» **WHAT IS EXPECTED**
Every record below needs to be printed again exactly.

[Entries taken from a collection]
════════════════════

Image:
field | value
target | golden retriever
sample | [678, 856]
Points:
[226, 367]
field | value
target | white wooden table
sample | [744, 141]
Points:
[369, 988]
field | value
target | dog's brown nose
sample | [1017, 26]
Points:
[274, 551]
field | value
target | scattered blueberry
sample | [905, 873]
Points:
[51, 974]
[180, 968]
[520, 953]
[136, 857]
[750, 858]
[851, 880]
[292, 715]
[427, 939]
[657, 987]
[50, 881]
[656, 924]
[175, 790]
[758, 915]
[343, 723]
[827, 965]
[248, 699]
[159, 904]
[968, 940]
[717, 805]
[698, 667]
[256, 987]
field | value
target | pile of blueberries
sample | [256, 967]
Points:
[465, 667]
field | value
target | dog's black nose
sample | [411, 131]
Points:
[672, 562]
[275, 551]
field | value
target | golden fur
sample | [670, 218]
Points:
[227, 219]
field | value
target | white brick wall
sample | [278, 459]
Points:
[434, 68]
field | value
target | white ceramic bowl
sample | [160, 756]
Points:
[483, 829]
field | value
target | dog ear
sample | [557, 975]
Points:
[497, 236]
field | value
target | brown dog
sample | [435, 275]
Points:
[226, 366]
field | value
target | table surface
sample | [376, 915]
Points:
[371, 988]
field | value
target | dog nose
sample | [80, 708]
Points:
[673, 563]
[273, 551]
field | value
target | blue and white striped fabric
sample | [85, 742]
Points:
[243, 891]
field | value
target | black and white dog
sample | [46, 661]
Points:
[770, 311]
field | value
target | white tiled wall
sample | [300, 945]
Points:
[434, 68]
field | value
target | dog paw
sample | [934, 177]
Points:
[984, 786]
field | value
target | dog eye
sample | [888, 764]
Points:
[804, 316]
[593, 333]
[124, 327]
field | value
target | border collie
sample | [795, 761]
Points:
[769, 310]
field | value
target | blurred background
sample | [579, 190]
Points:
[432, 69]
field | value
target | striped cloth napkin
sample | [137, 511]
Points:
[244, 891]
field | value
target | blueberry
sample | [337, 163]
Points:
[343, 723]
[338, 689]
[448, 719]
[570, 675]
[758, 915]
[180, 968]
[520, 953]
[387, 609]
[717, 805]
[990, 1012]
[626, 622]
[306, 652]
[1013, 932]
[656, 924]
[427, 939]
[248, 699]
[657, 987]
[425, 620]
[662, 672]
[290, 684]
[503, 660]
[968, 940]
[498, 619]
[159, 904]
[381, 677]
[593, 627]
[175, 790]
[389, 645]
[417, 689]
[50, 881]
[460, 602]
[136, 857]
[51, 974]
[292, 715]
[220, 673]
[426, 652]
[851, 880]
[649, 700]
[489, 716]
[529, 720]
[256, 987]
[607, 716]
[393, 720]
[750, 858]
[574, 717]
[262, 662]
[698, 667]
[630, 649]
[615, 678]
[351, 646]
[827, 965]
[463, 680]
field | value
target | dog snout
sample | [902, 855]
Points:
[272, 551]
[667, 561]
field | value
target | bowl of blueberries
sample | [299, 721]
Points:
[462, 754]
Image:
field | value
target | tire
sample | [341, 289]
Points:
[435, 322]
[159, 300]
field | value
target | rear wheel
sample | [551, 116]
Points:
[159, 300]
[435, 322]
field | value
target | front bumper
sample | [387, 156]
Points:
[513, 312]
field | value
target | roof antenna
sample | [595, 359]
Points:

════════════════════

» **WRITTEN SOLUTION**
Image:
field | value
target | golden retriever
sample | [678, 856]
Points:
[226, 367]
field | value
target | white wooden table
sample | [744, 141]
Points:
[369, 988]
field | value
target | dog's brown nose
sample | [1017, 26]
Points:
[274, 551]
field | value
target | scattered blueberry
sample | [905, 873]
Points:
[51, 974]
[180, 968]
[520, 953]
[136, 857]
[750, 858]
[851, 880]
[292, 715]
[427, 939]
[657, 987]
[50, 881]
[656, 924]
[175, 790]
[758, 915]
[343, 723]
[827, 965]
[248, 699]
[159, 904]
[968, 940]
[717, 805]
[698, 667]
[256, 987]
field | value
target | pile of blueberries
sample | [256, 967]
Points:
[465, 667]
field | value
target | dog's black nose
sample | [411, 131]
Points:
[672, 562]
[275, 551]
field | value
target | golden fur
sample | [670, 218]
Points:
[227, 219]
field | value
target | white brick wall
sample | [278, 459]
Points:
[434, 68]
field | value
target | white ceramic bowl
sample | [160, 756]
Points:
[483, 829]
field | value
target | dog ear
sample | [557, 975]
Points:
[497, 236]
field | value
target | brown dog
sample | [435, 275]
Points:
[226, 366]
field | value
target | table surface
sample | [376, 915]
Points:
[371, 988]
field | value
target | dog nose
sample | [80, 708]
Points:
[673, 563]
[273, 551]
field | value
target | blue and white striped fabric
sample | [85, 742]
Points:
[243, 891]
field | value
target | black and white dog
sample | [46, 661]
Points:
[770, 311]
field | value
target | white tiled wall
sample | [300, 945]
Points:
[434, 68]
field | value
target | dog paw
sample | [934, 177]
Points:
[984, 786]
field | value
target | dog eye
sample | [888, 764]
Points:
[804, 316]
[593, 333]
[124, 327]
field | value
target | border collie
sample | [795, 761]
Points:
[769, 310]
field | value
target | blurred background
sample | [579, 190]
Points:
[432, 69]
field | value
target | striped cloth napkin
sample | [137, 511]
Points:
[244, 891]
field | value
target | blueberry
sample | [337, 163]
Points:
[343, 723]
[338, 689]
[448, 719]
[570, 675]
[758, 915]
[180, 968]
[520, 953]
[387, 609]
[717, 805]
[990, 1012]
[626, 622]
[306, 652]
[1013, 932]
[656, 924]
[427, 939]
[248, 699]
[657, 987]
[425, 620]
[662, 672]
[290, 684]
[503, 660]
[968, 940]
[498, 619]
[159, 904]
[381, 677]
[593, 627]
[175, 790]
[389, 645]
[417, 689]
[50, 881]
[460, 602]
[136, 857]
[51, 974]
[292, 715]
[220, 673]
[426, 652]
[851, 880]
[649, 700]
[489, 716]
[529, 720]
[256, 987]
[607, 716]
[393, 720]
[750, 858]
[574, 717]
[262, 662]
[698, 667]
[630, 649]
[615, 678]
[351, 646]
[827, 965]
[463, 680]
field | value
target | dog snout
sample | [902, 855]
Points:
[272, 551]
[667, 561]
field | value
target | bowl of blueberries
sample | [299, 721]
Points:
[462, 754]
Image:
field | value
target | tire
sample | [341, 289]
Points:
[435, 322]
[159, 300]
field | value
target | rear wheel
sample | [551, 116]
Points:
[159, 300]
[435, 322]
field | value
target | front bumper
sample | [387, 156]
Points:
[513, 312]
field | value
target | roof antenna
sample | [595, 359]
Points:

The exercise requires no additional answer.